- [DO THIS]: Could you write out every record below exactly, leaving out any pictures?
####################
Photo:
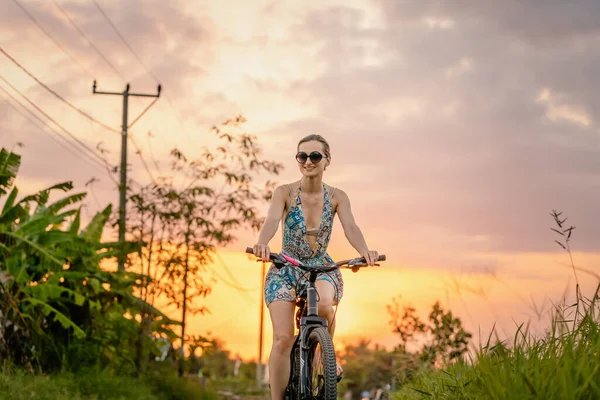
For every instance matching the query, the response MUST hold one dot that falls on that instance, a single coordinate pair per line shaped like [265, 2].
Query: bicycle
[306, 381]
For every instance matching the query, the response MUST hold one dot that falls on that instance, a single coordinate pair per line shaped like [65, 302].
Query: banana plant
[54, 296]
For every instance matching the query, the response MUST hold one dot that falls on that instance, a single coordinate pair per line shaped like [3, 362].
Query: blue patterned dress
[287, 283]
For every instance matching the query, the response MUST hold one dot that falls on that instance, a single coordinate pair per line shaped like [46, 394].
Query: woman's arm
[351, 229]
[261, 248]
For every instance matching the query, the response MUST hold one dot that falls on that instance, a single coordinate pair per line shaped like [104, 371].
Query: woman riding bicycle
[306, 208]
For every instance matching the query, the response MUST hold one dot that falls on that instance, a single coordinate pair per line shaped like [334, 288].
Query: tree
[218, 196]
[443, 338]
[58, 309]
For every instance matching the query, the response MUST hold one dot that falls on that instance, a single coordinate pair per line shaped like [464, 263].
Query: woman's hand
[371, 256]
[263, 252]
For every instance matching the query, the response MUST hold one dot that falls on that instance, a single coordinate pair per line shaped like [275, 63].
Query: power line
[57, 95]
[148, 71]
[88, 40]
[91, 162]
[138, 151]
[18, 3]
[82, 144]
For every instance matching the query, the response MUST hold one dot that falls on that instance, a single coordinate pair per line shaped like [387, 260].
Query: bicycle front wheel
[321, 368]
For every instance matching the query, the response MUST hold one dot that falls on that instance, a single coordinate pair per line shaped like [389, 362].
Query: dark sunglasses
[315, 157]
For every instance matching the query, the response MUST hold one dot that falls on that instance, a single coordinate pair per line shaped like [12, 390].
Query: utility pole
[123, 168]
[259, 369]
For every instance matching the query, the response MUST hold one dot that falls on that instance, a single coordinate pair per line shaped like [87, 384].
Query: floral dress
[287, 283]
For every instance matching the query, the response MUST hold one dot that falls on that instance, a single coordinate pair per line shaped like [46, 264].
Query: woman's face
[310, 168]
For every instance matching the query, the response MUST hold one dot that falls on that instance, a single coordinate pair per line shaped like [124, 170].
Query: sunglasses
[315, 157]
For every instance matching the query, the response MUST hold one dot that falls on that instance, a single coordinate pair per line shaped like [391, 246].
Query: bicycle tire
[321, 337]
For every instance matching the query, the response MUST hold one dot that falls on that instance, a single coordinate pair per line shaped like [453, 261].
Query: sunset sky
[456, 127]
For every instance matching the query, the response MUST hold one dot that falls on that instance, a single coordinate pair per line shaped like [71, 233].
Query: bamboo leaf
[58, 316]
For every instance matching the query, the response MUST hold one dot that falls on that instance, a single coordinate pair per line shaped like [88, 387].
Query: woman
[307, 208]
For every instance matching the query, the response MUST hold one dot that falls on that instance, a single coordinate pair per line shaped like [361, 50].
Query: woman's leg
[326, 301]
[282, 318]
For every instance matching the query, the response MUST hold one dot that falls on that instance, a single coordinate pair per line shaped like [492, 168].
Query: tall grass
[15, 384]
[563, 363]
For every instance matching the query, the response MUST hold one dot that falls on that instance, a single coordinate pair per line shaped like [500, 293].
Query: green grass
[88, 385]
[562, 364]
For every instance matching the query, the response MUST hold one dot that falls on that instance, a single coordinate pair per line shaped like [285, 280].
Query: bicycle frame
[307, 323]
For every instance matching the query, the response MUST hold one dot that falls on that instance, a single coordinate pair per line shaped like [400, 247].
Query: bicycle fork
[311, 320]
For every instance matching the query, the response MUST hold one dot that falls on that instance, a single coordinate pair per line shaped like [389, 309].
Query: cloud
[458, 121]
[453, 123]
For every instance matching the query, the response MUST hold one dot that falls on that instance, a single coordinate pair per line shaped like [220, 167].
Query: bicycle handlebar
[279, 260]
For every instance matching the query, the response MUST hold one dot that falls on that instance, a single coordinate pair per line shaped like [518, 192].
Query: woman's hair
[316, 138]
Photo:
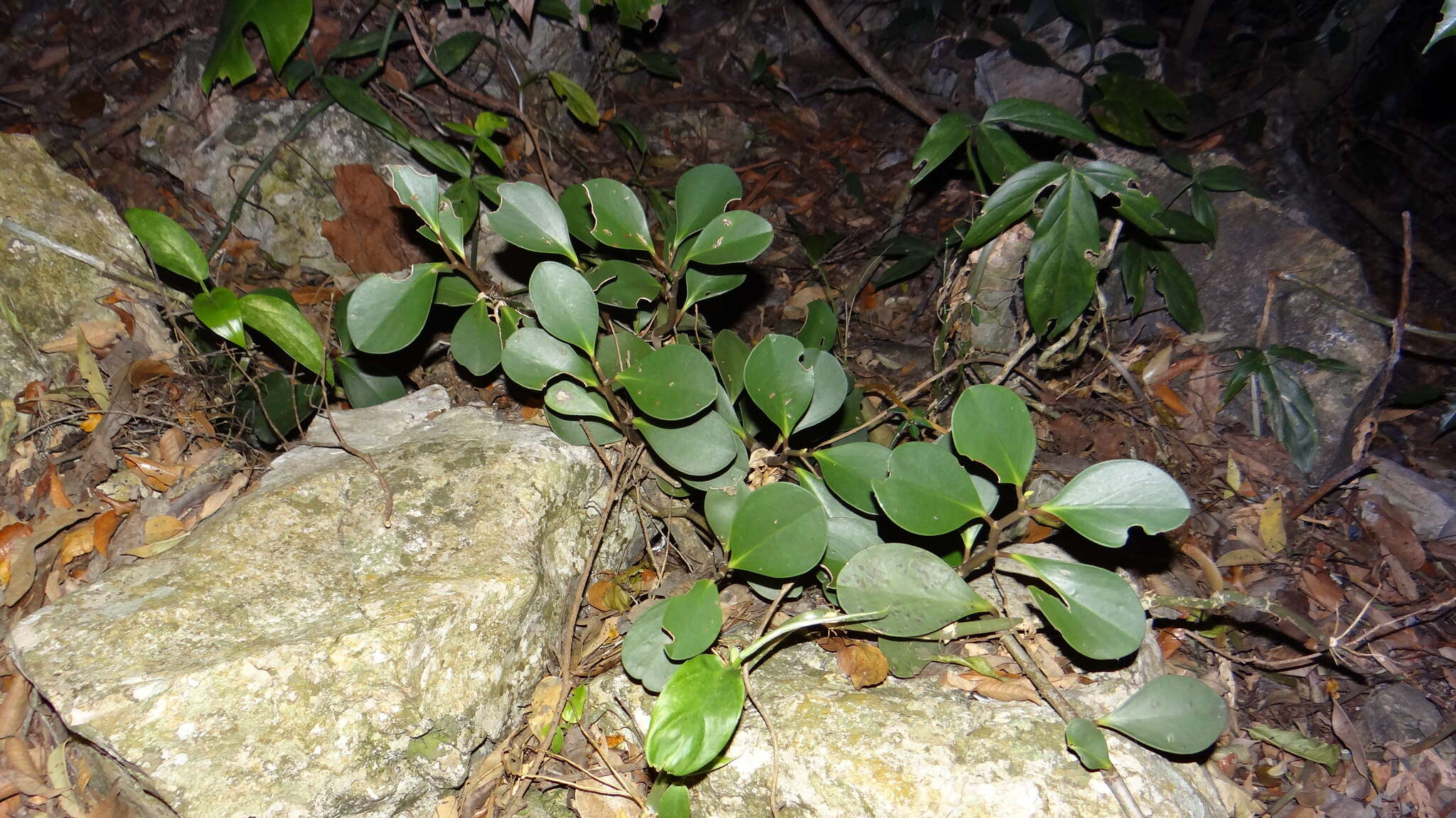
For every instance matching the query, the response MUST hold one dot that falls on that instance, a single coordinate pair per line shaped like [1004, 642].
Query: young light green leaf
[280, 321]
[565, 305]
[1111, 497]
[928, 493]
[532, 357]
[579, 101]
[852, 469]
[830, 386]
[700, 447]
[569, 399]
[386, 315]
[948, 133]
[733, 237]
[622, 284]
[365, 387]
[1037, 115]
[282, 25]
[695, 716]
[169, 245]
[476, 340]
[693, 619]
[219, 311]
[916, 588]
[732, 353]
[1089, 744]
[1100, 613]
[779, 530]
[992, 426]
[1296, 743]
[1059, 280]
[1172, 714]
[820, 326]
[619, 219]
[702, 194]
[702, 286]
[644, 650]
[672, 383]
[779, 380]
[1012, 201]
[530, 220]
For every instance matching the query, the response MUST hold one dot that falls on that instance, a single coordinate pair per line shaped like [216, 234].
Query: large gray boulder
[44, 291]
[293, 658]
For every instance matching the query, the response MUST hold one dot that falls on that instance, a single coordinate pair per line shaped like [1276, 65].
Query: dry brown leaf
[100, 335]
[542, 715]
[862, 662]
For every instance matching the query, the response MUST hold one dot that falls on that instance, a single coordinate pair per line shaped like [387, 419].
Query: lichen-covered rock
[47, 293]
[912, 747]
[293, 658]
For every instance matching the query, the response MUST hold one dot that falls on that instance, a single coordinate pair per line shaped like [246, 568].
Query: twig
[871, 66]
####################
- [WRITTEN SOLUTION]:
Photo:
For every instance matching the query, the response MUST hold one dot that falls on that instance, a single coordinate pair per line shaped like [265, 2].
Query: bicycle
[306, 381]
For every instance matching the query, the response MUST hold one dot that falls on that instance, a single coordinate pair per line shaped like [65, 302].
Query: banana plant
[54, 296]
For every instance matching the query, the response MUST hold one dot that falls on that instance, a single coordinate pair per line shaped like [3, 362].
Query: blue patterned dress
[287, 283]
For every instance matching the query, the response MUST hold one dot that falls on that instance, a single coordinate pair per line shaped like [46, 394].
Query: woman's arm
[351, 229]
[261, 248]
For every instance matching the query, the response MUST hold one dot that falls on that instance, a single coordinate pair per line shaped like [104, 371].
Query: woman riding bicycle
[306, 208]
For every instance matching the query, the response MUST hold one dot that falls on that instance, a single coordinate pair per line shaped like [334, 288].
Query: tree
[218, 196]
[443, 338]
[58, 309]
For every instance matching the query, the response MUST hold one dot that falls on that instance, a single coordinate pair per line shaped like [464, 263].
Query: woman's hand
[371, 256]
[263, 252]
For every instance matching the query, the response MUST hold one dot that falls on that instance, a single coordinate pair per line shaped like [275, 63].
Query: power line
[57, 95]
[148, 71]
[88, 40]
[91, 162]
[138, 151]
[18, 3]
[82, 144]
For every instance matching the query, the response MUST hold one dot that falls on that instance, a single coordinate pair per line shaped like [387, 260].
Query: bicycle front wheel
[321, 368]
For every instance matching the query, the response MUST hold one dot that falls on that instance, a single coordinate pair per line shaped like [389, 362].
Query: dark sunglasses
[315, 157]
For every instance matching the query, the response MUST hold one dot that falls on that instance, a single coordinate pair per line shaped like [12, 390].
Query: utility pole
[123, 168]
[259, 369]
For every instance matching the query, the response MUST hold one dot that falls on that instance, a single coordinate pair per line shaped like [87, 384].
Query: floral dress
[287, 283]
For every instance matching the query, the response MUST hold one dot that falls on that instance, a single coordinate pair per line shaped like [46, 264].
Query: woman's face
[310, 168]
For every instance matching the query, the response MUST hold one dot that falls on that instance, a single coordinate pair per line shaped like [124, 170].
Query: sunglasses
[315, 157]
For every instance matching the query, the response MUST hold one dot that falls on that instance, a single coordinate pair per line shaped like [391, 246].
Query: bicycle tire
[321, 337]
For every instance matching the query, the response MUST hold one dot that falls on that instance, a single coordinate pair per line shaped like [453, 261].
Query: sunset sky
[456, 127]
For every instance matching the query, the response MUST hold one dot that falls on that instance, a single coordinate pair per line shaped like [71, 233].
Query: bamboo leaf
[58, 316]
For every instance matching the query, the response MUST hold one dot that falls on that instance, a single coordinate pair per line shaped like [88, 387].
Query: woman
[307, 208]
For every instance matching the query, the response MUST hold one dot that falls on that instance, a single coordinate pair per line shaped like [361, 50].
Query: woman's leg
[326, 301]
[282, 318]
For every instance matching the query, the response MUST hold one dot that falls on that instance, a single coordinate pair per line shaped like [492, 168].
Query: tall grass
[15, 384]
[563, 363]
For every instance matching the query, the response MUST hold one dot that falls on that instance, a single coordinate pair per line shaped like [500, 293].
Query: green grass
[88, 385]
[562, 364]
For every instance matching the query, the response MUST hold one dot that falls on that instance, a single coordinate pair per line shaped like [285, 280].
Query: bicycle frame
[307, 323]
For every instance matching the query, the response MUST hold one dot that falls on that instance, a single coordinate pair per line shaped like [400, 247].
Query: bicycle fork
[311, 320]
For every instance matching the query, the response MUST hold one dot that falls on that instance, a single coordinate pair per line shaped like [389, 309].
Query: cloud
[458, 121]
[453, 123]
For every instance matching the query, the response MUST hold one dot that falls on that instance, a single coordinate pair per line shaped like [220, 167].
Query: bicycle handlebar
[279, 260]
For every instance matching the query, the response MUST hold one dot that falls on that instance, a single coordinate pair per line shaped like [518, 192].
Query: woman's hair
[316, 138]
Photo:
For every instance matching the query, the response MUST hold one dot that falls on that instance, a single coordinate pair per line shaped like [1004, 642].
Query: young light green leaf
[280, 321]
[565, 305]
[1111, 497]
[928, 493]
[532, 357]
[579, 101]
[852, 469]
[830, 386]
[700, 447]
[569, 399]
[386, 315]
[948, 133]
[733, 237]
[622, 284]
[365, 387]
[1037, 115]
[282, 25]
[695, 716]
[169, 245]
[476, 340]
[693, 619]
[219, 311]
[916, 588]
[732, 353]
[1089, 744]
[1100, 613]
[779, 530]
[992, 426]
[1296, 743]
[1059, 280]
[1172, 714]
[820, 326]
[619, 219]
[702, 194]
[702, 286]
[644, 650]
[672, 383]
[779, 380]
[1012, 201]
[530, 220]
For every instance matching the query, the response MUST hold one dot that falls on that instance, a single coordinate pair per line shaped like [216, 234].
Query: large gray boulder
[44, 291]
[293, 658]
For every instance matching the query, the response MUST hold one dot that falls on that instance, a single coordinate pair per line shaped like [1276, 65].
Query: dry brown leaf
[100, 335]
[542, 715]
[862, 662]
For every instance matching the query, the response MUST hold one dot that falls on that instance, a single coordinate pair per line shaped like [387, 419].
Query: lichen-covered rock
[47, 293]
[912, 747]
[293, 658]
For every instance matching the query, the response MUST hold one dot that falls on that instance, a single coordinate pair per line shaped like [246, 568].
Query: twig
[871, 66]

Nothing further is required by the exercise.